The records below must be retyped exactly.

● ● ● ● ●

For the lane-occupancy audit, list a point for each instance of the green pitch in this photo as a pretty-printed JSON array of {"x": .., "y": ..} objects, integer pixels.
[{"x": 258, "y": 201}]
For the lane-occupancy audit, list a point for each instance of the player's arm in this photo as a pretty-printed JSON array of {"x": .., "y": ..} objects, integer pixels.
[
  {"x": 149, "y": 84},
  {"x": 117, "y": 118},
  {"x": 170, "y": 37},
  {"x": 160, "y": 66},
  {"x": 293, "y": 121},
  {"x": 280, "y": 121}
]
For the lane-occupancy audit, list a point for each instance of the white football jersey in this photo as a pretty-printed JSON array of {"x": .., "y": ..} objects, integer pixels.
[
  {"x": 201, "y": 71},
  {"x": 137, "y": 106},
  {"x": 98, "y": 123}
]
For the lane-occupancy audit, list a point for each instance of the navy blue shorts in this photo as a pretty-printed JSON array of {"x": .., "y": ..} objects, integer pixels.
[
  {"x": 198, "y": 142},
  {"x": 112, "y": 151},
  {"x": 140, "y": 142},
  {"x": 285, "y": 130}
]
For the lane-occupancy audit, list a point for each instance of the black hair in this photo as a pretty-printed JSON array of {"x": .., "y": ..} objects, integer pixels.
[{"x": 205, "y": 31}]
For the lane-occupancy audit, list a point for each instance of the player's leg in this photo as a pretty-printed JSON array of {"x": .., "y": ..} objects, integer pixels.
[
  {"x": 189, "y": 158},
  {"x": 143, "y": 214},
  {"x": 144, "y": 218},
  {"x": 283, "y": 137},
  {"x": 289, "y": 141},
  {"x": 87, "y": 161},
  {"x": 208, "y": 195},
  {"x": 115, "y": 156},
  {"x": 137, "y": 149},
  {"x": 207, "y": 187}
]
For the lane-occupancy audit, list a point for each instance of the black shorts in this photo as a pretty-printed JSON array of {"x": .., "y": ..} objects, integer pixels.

● ● ● ● ●

ANSWER =
For the lane-occupancy audit, list a point for each instance of the green pitch in this photo as a pretty-printed JSON array of {"x": .., "y": ..} objects, integer pixels.
[{"x": 258, "y": 201}]
For the lane-occupancy audit, list a point for each instance of the player's arm in this photo as a pretty-printed JSON array of {"x": .., "y": ..} objects, integer pixels.
[
  {"x": 149, "y": 84},
  {"x": 117, "y": 118},
  {"x": 170, "y": 37},
  {"x": 160, "y": 66},
  {"x": 293, "y": 121},
  {"x": 280, "y": 121}
]
For the lane-occupancy audit, list a point for each instance of the white football jersey in this photo as a pretty-printed JSON array of {"x": .., "y": ..} objects, integer pixels.
[
  {"x": 201, "y": 71},
  {"x": 137, "y": 106},
  {"x": 98, "y": 123}
]
For the lane-occupancy audit, list a point for each instance of the navy blue shorts in this photo as a pretty-printed JSON array of {"x": .., "y": ..} objects, integer pixels.
[
  {"x": 198, "y": 142},
  {"x": 112, "y": 151},
  {"x": 140, "y": 142},
  {"x": 285, "y": 130}
]
For the lane-occupancy audit, list a point for each instance of the black hair in this photo as a pretty-printed JSON array of {"x": .., "y": ..} objects, integer pixels.
[{"x": 205, "y": 31}]
For the lane-occupancy audit, list a point for each instance of the player's leg in this photo as a pretty-printed JSON array of {"x": .., "y": ..} objects, integer pixels.
[
  {"x": 189, "y": 158},
  {"x": 143, "y": 214},
  {"x": 144, "y": 218},
  {"x": 283, "y": 137},
  {"x": 289, "y": 141},
  {"x": 87, "y": 161},
  {"x": 208, "y": 195},
  {"x": 115, "y": 156},
  {"x": 137, "y": 149},
  {"x": 207, "y": 187}
]
For the lane-occupancy audit, list a point for each instance of the black shorts in this photo as a pretty-printed JSON array of {"x": .., "y": ..} objects, integer pixels.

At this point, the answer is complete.